> **REQUISITOS**:
Informe o número de linhas dos registros abaixo que contêm a palavra "sprinkle", levando em conta a distinção entre maiúsculas e minúsculas. Responda somente com o número.
------ REGISTROS DE DADOS ------
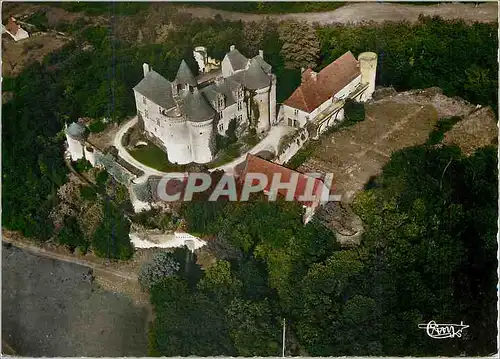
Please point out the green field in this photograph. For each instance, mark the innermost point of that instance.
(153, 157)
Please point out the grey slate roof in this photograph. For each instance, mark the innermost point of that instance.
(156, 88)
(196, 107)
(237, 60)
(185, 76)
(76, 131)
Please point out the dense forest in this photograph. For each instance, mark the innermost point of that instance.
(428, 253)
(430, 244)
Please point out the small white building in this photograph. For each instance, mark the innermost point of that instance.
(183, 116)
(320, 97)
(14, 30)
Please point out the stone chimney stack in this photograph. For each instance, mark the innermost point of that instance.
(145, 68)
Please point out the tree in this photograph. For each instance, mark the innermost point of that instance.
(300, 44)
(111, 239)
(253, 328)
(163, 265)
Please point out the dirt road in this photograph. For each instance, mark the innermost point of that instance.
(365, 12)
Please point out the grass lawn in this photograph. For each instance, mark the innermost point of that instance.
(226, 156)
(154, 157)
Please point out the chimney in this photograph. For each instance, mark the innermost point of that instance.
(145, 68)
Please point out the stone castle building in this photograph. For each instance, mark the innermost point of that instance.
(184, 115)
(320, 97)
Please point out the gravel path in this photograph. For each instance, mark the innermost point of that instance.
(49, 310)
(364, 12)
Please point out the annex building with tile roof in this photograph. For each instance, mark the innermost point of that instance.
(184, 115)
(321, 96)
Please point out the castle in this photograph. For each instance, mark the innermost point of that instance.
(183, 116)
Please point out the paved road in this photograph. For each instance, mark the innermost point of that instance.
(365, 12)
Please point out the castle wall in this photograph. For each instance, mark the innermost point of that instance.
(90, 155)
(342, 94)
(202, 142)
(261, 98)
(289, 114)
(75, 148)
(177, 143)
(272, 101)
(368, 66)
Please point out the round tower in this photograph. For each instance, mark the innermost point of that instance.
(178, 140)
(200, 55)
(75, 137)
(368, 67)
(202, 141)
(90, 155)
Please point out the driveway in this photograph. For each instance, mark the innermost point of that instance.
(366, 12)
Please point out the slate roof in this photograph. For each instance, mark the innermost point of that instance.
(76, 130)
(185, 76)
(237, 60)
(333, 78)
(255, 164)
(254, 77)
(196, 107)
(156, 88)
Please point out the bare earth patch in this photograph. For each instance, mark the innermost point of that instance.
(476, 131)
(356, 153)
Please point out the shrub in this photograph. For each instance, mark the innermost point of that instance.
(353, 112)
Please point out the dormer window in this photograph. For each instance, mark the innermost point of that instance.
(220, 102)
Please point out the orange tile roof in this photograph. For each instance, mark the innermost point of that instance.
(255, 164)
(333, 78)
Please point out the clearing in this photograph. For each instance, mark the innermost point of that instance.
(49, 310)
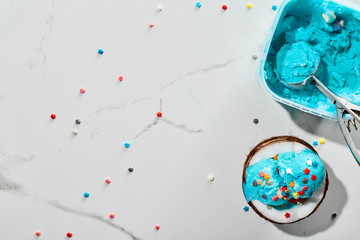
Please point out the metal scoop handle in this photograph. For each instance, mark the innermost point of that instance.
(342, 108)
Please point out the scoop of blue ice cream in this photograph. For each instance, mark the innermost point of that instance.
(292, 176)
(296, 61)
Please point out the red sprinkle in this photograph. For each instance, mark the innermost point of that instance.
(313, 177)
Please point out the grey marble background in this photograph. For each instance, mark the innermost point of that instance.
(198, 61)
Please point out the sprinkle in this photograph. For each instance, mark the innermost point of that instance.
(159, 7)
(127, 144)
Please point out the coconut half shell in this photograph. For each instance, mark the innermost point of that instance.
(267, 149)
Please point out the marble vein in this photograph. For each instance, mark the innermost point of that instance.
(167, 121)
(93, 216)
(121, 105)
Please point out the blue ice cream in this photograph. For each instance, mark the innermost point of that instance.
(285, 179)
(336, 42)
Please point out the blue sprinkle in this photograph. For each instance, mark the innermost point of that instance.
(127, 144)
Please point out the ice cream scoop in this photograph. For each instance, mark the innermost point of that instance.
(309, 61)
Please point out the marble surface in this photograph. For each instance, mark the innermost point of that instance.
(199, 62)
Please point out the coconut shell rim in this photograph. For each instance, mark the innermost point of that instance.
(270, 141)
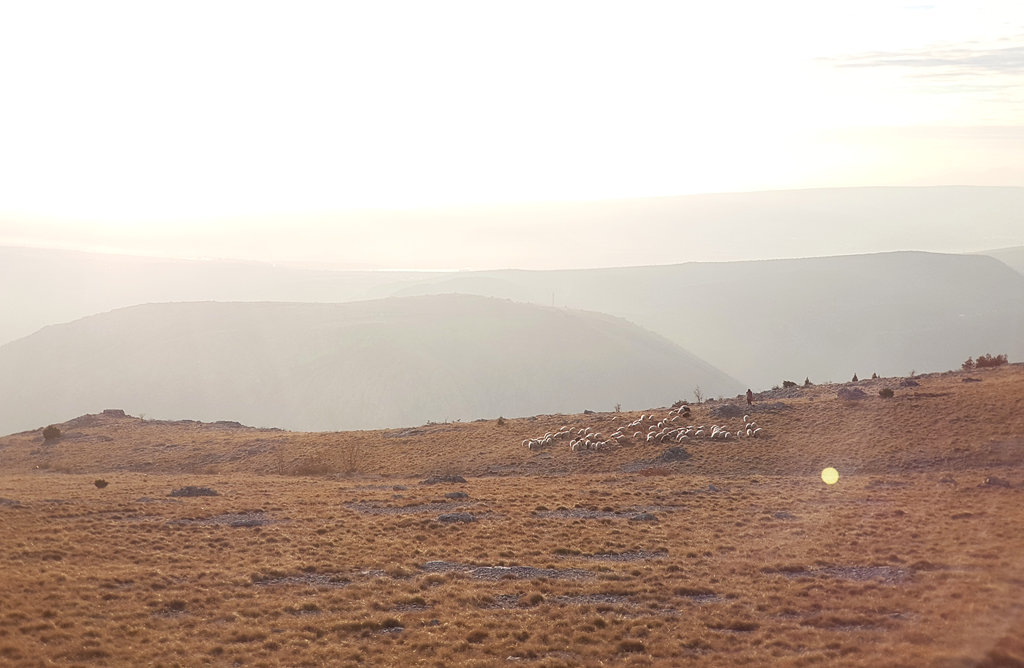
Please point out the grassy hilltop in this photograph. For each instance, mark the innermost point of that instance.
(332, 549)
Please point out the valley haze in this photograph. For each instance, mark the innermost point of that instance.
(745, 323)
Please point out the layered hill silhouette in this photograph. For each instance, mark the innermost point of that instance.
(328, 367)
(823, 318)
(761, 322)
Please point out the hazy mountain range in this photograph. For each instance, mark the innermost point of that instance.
------
------ REGISTROS DE DADOS ------
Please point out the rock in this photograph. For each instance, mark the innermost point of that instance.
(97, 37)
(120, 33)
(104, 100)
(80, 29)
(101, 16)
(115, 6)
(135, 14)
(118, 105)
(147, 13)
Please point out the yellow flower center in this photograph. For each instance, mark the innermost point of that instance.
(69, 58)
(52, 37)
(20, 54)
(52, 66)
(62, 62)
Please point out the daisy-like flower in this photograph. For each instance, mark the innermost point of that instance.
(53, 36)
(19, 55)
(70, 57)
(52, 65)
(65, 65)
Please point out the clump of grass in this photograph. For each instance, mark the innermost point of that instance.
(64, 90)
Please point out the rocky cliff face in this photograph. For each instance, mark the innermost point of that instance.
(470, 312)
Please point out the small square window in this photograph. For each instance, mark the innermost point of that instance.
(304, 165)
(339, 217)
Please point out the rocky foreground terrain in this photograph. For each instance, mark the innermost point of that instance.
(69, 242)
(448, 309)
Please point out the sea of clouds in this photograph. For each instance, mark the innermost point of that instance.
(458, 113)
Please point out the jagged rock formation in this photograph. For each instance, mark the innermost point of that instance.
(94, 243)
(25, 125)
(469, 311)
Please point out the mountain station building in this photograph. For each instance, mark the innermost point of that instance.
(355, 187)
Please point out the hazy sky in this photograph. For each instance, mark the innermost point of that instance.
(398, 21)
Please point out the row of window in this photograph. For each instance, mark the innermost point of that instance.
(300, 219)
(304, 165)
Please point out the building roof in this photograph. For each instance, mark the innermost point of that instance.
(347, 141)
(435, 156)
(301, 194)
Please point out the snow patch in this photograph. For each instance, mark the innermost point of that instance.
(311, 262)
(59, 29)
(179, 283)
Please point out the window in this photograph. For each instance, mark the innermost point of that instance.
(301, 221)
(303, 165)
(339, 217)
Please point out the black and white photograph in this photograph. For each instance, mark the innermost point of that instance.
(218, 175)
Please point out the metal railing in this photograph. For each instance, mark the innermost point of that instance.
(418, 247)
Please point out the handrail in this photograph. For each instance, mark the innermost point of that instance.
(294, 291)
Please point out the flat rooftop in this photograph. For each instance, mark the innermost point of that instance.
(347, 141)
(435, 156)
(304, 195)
------
> **RESPOSTA AO EXERCÍCIO**:
3